• Text:

My dad really did try to be a good father, especially after my parents’ divorce. He was always physically present, just never emotionally available. Every weekend, we’d go to his house, eat spaghetti, and watch movies. While my mom struggled with the full-time parent stress of raising four girls, my dad got to be the fun parent on the weekends. I was always on my best behavior while with my father because I sensed my football coach, machismo dad secretly resented having four little girls. I lived with a nagging fear that if we weren’t pleasant, he might not come back to pick us up the next weekend.
I smile remembering sled riding, canoeing, and Geauga Lake. I remind myself that he took me out to lunch when he drove through Bowling Green for business and that he also drove to Columbus to move me out of an abusive boyfriend’s apartment. He walked me down the aisle and bought newborn Lucy the pink stuffed puppy she sleeps with every night. I don’t hate my dad, I love him. I just cannot forgive him because he has never once apologized to me.
And so here I am, struggling to learn how to forgive without an apology.

[Extracted data entries]
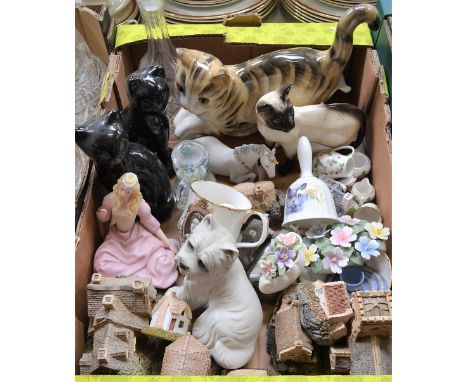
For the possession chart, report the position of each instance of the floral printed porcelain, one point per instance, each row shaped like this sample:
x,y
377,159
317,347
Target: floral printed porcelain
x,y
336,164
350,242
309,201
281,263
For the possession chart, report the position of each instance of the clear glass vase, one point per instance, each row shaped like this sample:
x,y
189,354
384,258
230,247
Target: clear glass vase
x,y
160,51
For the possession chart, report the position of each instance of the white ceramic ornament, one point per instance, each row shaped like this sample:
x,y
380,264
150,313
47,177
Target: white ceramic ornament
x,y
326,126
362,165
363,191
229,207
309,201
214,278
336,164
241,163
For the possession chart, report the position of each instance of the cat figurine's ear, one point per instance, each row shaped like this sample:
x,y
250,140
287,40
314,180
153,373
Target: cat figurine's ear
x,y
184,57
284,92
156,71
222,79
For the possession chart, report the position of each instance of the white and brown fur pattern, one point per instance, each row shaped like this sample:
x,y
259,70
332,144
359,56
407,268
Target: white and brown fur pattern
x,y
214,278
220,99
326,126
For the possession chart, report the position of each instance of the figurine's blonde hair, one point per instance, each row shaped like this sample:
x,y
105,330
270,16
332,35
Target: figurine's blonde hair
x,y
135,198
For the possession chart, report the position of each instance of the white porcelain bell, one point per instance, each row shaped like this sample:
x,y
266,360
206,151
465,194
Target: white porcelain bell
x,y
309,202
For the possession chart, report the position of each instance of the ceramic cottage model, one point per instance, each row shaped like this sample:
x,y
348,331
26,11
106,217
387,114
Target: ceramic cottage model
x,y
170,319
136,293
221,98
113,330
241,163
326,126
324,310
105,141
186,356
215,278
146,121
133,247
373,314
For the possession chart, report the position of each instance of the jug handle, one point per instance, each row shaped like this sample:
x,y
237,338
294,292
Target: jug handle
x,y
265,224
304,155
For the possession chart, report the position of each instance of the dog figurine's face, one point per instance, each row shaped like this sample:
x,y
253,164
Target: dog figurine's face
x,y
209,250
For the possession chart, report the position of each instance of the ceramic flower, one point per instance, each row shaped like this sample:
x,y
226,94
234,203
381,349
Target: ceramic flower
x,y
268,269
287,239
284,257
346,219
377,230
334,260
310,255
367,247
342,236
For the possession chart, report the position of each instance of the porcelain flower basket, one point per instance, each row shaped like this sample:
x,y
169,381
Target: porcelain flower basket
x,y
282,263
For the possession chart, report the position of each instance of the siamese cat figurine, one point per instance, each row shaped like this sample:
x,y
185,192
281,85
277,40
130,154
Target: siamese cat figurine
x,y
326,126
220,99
...
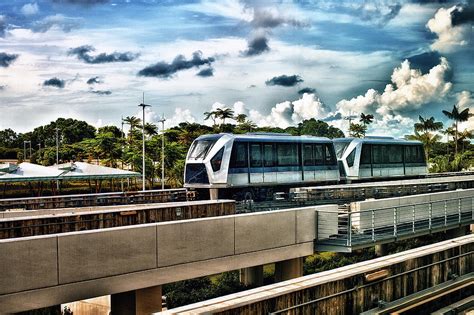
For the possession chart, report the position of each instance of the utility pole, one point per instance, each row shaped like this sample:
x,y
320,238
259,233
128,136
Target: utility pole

• Exercise instructions:
[1] Using the text about the father, decide whether each statement agrees with it: (a) Weekends at the dad's house meant eating spaghetti and watching movies. (b) The writer says they hate their dad. (c) The dad has apologized to the writer once. Answer yes or no for each and quote the deciding words.
[2] Carry on the text about the father from its last sentence.

• Answer section:
[1]
(a) Yes: "Every weekend, we’d go to his house, eat spaghetti, and watch movies."
(b) No: "I don’t hate my dad, I love him."
(c) No: "he has never once apologized to me."

[2]
I’ve never refused an apology. The rejection of a sincere apology made by a vulnerable person is cruel. However, the absence of an apology after an expressed wrong leaves space for grudges to fester. Without an “I’m sorry,” offered, there is no “I forgive you” response. This is the forgiveness purgatory I find myself in.
For so long, I denied holding a grudge against my father. I was simply removing myself from interactions I found to be emotionally damaging, preserving my mental health. I’ve reasoned that if he refused to apologize and try to change, there was nothing left for me to do. One simply cannot forgive without an apology and commitment to change.
As I’ve learned more often than I’d like to admit: I was wrong.
Recently, my youngest sister, Jacquie, gently suggested that I need to consider forgiving my father. “How can I forgive a person who isn’t sorry?” I sobbed. She told me that forgiveness is just as much for me as my dad. It turns out my baby sister is wise.
I began to research forgiveness and found “the forgiveness trailblazer,” Robert Enright and the International Forgiveness Institute. It turns out that withholding forgiveness is just as emotionally damaging as remaining in toxic relationships. As I read about forgiveness, I began recognizing the symptoms in myself: anxiety, anger, lack of trust, and a lack of confidence in a person’s ability to change. Check, check, check, and check.
Forgiveness is about goodness and empathy. Forgiving is not about excusing bad behavior or even restoring a broken relationship. It’s about extending grace and healing.
After long talks with Pete, Jacquie, and my best friend Becky, in addition to some painful soul searching, I understand now that not only do I want to forgive, I need to. I owe it to myself and my children. I must find the graceful strength to forgive even those who haven’t asked. But how?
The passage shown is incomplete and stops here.